--- start of Material ---
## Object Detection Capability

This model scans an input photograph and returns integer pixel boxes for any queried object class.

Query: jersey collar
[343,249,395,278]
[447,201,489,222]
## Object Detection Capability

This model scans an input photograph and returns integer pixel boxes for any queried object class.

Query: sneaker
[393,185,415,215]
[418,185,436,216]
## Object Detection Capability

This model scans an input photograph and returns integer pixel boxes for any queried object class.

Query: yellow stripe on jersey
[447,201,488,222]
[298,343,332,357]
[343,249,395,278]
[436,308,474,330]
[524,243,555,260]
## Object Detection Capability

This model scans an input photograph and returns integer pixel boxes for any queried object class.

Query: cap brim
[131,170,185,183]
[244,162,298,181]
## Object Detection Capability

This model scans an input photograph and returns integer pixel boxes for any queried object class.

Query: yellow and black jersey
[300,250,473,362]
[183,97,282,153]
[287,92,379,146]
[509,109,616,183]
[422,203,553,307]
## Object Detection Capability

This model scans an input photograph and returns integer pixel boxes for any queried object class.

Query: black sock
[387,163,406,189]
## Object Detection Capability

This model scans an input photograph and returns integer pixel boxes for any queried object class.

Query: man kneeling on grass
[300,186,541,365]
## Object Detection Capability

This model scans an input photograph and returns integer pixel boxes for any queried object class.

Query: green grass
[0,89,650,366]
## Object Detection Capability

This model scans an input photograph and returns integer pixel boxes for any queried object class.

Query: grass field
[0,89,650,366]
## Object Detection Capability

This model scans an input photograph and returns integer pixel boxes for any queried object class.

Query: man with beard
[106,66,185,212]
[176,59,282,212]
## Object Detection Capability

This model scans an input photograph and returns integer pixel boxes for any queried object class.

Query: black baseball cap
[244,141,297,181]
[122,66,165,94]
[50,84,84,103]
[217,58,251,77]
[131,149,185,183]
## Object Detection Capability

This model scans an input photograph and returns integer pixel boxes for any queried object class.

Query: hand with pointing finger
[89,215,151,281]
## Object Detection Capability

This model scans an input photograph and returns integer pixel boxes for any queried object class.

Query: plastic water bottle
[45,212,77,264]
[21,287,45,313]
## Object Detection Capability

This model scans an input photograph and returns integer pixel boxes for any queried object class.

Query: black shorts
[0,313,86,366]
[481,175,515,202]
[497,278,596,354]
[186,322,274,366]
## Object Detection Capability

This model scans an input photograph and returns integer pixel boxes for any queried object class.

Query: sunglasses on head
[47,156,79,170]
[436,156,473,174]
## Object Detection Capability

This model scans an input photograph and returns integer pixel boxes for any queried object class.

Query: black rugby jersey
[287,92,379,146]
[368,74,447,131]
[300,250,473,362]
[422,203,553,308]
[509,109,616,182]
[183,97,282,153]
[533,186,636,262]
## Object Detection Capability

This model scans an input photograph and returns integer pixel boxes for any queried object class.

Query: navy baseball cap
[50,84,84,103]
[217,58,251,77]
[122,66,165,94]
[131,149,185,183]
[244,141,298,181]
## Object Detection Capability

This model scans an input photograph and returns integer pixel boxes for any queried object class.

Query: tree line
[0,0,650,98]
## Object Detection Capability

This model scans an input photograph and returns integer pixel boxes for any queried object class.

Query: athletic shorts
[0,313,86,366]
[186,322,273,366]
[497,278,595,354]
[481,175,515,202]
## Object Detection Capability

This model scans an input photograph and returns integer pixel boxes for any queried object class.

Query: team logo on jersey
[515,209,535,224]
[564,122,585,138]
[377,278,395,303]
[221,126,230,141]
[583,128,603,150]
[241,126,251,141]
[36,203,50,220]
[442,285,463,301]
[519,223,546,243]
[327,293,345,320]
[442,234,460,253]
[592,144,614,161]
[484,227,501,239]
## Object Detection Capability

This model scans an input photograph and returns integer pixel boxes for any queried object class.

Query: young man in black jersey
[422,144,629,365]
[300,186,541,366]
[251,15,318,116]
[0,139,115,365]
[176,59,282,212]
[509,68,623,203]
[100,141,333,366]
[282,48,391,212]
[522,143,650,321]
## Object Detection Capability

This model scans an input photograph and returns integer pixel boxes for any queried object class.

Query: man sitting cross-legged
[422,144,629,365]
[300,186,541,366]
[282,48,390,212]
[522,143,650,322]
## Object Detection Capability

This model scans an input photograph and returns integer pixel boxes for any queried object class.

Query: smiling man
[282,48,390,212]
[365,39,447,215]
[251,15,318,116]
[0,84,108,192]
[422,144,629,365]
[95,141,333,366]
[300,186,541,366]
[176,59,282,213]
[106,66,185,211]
--- end of Material ---
Written problem =
Update the records by changing "pixel boxes" to "bounding boxes" everywhere it appears. Leave everything else unchanged.

In response =
## Object Detection Capability

This model scans an input photograph and returns integer bounding boxes for any queried object class.

Query: jersey collar
[343,249,395,278]
[447,201,489,222]
## Object Detection Capability

This model scans an input photograph and returns integer bounding boxes for any queried object class.

Query: sneaker
[393,185,415,215]
[418,185,436,216]
## Object Detection Capability

This model scans an input photograph and returns integer bounding boxes for any queried object class.

Query: yellow stripe on jersey
[447,201,488,222]
[298,343,332,357]
[343,249,395,278]
[436,308,474,330]
[524,243,555,260]
## Object Detection Capability

This model scans an input photograph and returns integer bounding boxes for any queried object class.

Query: cap brim
[131,170,185,183]
[244,162,298,181]
## Object Detection Capability

This model scans an input photograph and returns integer bounding boxes for any queried object class.

Query: yellow and black jersey
[300,250,473,362]
[183,97,282,153]
[287,92,379,146]
[509,109,616,183]
[422,203,553,307]
## Object Detection Capability

This model scans an input photograph and returns integer bounding boxes for any queried object class.

Query: black sock
[387,163,406,189]
## Object Detection Capability

This model scans an input photograph and returns integer bounding boxes for any queried object class.

Query: man kneeling on grass
[300,186,541,365]
## Object Detection Capability

This model scans an input photograph and returns integer bounding boxes for any queried object class.

Query: green grass
[0,89,650,366]
## Object Detection Capability

This model scans an input photograph and returns integer bounding boxes for any queried object class.

Query: grass field
[0,89,650,366]
## Object Detection Capability

This model scans an input photograph and returns integer bounding boxes for any queried object class.

Query: man with beard
[106,66,185,212]
[176,59,282,212]
## Object Detection Capability

This model scans an input photograph and returns integer bounding boxes for any queried object class.

Query: black baseball cap
[244,141,297,181]
[122,66,165,94]
[50,84,84,103]
[217,58,251,77]
[131,149,185,183]
## Object Detection Capability

This model scans an input photograph and returns integer bounding boxes for any queried object class.

Query: hand with pointing finger
[89,215,151,281]
## Object Detection Capability

This model scans an input photograph and returns integer bounding boxes for any queried object class.

Query: plastic water bottle
[45,212,77,264]
[21,287,45,313]
## Object Detection Capability

This model scans an input photograph and returns integer bounding boxes for any queried object class.

Query: black shorts
[0,313,86,366]
[481,175,515,202]
[497,278,596,354]
[186,322,274,366]
## Object Detection Capability

This model scans an input photograph and returns integer bounding boxes for any queried object class.

Query: sunglasses on head
[47,156,79,170]
[436,156,473,174]
## Object Detection Capability

This model scans an input photograph and returns integer bounding boxes for any queried object class.

Query: black rugby jersey
[287,92,379,146]
[368,74,447,131]
[300,250,473,362]
[422,203,553,308]
[509,109,616,182]
[183,97,282,153]
[533,186,636,262]
## Object Detection Capability

This model scans an input photograph and returns integer bounding boxes for any queried object class.

Query: navy baseball cap
[50,84,84,103]
[217,58,251,77]
[122,66,165,94]
[131,149,185,183]
[244,141,298,181]
## Object Detection Capability

This model scans an input photograph and returns integer bounding boxes for any queried object class.

Query: tree line
[0,0,650,98]
## Object Detection Capability

This model scans an input photograph and returns integer bounding boxes for any queried object class.

Query: athletic shorts
[0,313,86,366]
[186,322,273,366]
[497,278,595,354]
[481,175,515,202]
## Object Detection Capability

This model scans an input photograph and returns integer bounding boxes for any queried object class.

Query: team logo on jersey
[515,209,535,224]
[564,122,585,138]
[377,278,395,303]
[221,126,230,141]
[583,128,603,150]
[241,126,251,141]
[36,203,50,220]
[442,285,463,301]
[519,223,546,243]
[327,293,345,320]
[442,234,460,253]
[592,144,614,161]
[484,227,501,239]
## Object Detection Capability

This model scans an input photograph and returns integer bounding boxes for any queried object class.

Query: young man in black jersey
[422,144,629,365]
[300,186,541,366]
[251,15,318,116]
[0,139,115,365]
[176,59,282,212]
[509,68,623,203]
[100,141,333,366]
[282,48,391,212]
[522,143,650,321]
## Object Detection Capability

This model scans an input photograph and returns integer bounding boxes for any queried object class.

Query: man sitting cross-legged
[422,144,629,365]
[300,186,541,366]
[282,48,390,212]
[522,143,650,322]
## Object Detection Capability

This model scans an input photograph and returns integer bounding boxes for any queried object class.

Query: smiling man
[282,48,390,212]
[365,39,447,215]
[251,15,318,116]
[0,84,108,192]
[422,144,629,365]
[95,141,333,366]
[300,186,541,366]
[176,59,282,213]
[106,66,185,211]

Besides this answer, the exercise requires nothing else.